- DATA EXCERPTS
========================

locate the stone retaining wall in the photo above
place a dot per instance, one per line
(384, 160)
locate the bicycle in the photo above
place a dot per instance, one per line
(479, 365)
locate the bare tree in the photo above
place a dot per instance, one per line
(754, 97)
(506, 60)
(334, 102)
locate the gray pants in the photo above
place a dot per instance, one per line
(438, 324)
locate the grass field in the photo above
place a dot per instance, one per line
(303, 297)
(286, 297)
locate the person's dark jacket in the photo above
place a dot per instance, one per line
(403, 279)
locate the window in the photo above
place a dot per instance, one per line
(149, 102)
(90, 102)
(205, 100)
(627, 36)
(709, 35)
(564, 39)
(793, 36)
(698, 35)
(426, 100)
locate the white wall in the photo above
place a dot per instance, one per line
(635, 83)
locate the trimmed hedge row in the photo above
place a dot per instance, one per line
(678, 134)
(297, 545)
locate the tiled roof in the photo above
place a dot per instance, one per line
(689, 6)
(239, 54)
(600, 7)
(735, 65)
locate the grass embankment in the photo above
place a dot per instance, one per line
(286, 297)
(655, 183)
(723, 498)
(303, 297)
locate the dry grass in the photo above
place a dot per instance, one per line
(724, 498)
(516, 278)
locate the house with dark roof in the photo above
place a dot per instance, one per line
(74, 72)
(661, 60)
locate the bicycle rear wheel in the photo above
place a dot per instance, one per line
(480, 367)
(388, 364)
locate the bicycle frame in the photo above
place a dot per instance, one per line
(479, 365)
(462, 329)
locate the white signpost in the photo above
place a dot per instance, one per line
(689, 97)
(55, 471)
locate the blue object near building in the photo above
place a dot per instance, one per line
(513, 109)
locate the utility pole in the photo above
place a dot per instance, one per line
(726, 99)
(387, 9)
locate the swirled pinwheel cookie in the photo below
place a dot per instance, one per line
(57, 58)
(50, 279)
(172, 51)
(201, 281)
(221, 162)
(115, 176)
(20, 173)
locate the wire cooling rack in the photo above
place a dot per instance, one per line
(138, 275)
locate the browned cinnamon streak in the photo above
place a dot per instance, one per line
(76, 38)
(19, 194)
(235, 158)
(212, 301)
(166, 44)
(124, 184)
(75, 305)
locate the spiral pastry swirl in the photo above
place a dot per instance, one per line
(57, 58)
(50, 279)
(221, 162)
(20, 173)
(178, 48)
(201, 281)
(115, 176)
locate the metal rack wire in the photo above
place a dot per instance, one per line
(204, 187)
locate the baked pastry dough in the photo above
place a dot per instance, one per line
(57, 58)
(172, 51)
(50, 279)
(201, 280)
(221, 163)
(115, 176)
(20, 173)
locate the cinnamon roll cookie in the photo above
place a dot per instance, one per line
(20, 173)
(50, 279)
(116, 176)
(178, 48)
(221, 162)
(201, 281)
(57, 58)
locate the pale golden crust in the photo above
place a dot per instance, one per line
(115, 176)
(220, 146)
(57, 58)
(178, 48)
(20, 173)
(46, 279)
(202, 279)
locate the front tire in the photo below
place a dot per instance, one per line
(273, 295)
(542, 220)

========================

- SET TASK
Lay out all the rows above as a two-column CSV with the header input,output. Give one line per row, with the row's text in a quoted input field and its answer in a quoted output field, and replace any line breaks inside a field with spaces.

- FULL ANSWER
input,output
"locate the stone retaining wall in the photo above place a dot per instance, one per line","(384, 160)"
"locate the bicycle in the photo above place a dot per instance, one per line","(479, 365)"
"locate the bare tree in the photo above place a dot per instance, one per line","(754, 97) (506, 60) (334, 102)"
"locate the gray pants in the photo above place a dot per instance, one per line","(438, 324)"
"locate the grass field in the photo above place a dot per instance, one per line","(303, 297) (286, 297)"
"locate the person's dark jacket in the photo above place a dot per instance, one per line","(403, 279)"
"locate the window in the photo above place a dot per instance, one per line","(149, 102) (90, 102) (205, 100) (627, 36) (709, 35) (564, 39) (793, 36) (698, 35) (426, 100)"
"locate the white wall in the photo above place a dot per instance, one per line","(635, 83)"
"locate the trimmed hedge row in the photo above place a dot per instance, one per line","(678, 134) (297, 545)"
"locate the tiled roof in the photo above place a dot per instance, one per line","(689, 6) (239, 54) (600, 7) (735, 65)"
"locate the grass embankment in the photo above place a dot per instance, one per line","(286, 297) (655, 183) (723, 498) (303, 297)"
"locate the dry grass in the photo above place a dot per instance, one per line","(724, 498) (516, 278)"
"locate the house with dark roof in the photo above place a dot per instance, one per line","(74, 72) (661, 60)"
"locate the bicycle rear wheel in the photo above place a dot per instance, one per line","(480, 367) (388, 364)"
"locate the bicycle frame in the photo above place a dot per instance, one per line","(479, 365) (462, 329)"
"locate the white signpost in the photo above place a dot per instance, one per line","(689, 97) (55, 471)"
"locate the blue object near building in the photo above place a dot per instance, one per line","(513, 109)"
"locate the utility pole in the photo above place a dot per instance, one per line","(726, 99) (387, 9)"
"locate the swirled pinwheel cookie in the photo below place a dot per instance, one per line","(57, 58) (50, 279) (172, 51) (201, 281) (221, 162) (115, 176) (20, 173)"
"locate the wire cooling rack in the photo above place a dot per instance, one per line","(138, 275)"
"locate the browned cinnamon streak in the photo above place a dot per instance, one per line","(76, 38) (19, 194) (235, 158) (212, 301) (166, 44) (124, 184) (75, 305)"
"locate the spiral pastry swirl in the photo above place a dot per instance, one per line","(57, 58) (50, 279) (221, 162) (20, 173) (178, 48) (201, 281) (115, 176)"
"locate the metal rack wire in the photo above place a dot per instance, one per line","(204, 187)"
"locate the baked pastry dough in the photo above place a dot per instance, one per line","(57, 58) (172, 51) (50, 279) (201, 280) (221, 163) (115, 176) (20, 173)"
"locate the cinnamon roll cookie in the photo above place a dot per instance, one per line","(20, 173) (50, 279) (116, 176) (178, 48) (221, 162) (201, 281) (57, 58)"
"locate the pale golden crust in the photo above place a dot per instance, one per line","(115, 176) (220, 146) (57, 58) (178, 48) (20, 173) (46, 279) (202, 279)"
"locate the front tire in the photo below place a dot per instance, one per line","(273, 295) (542, 220)"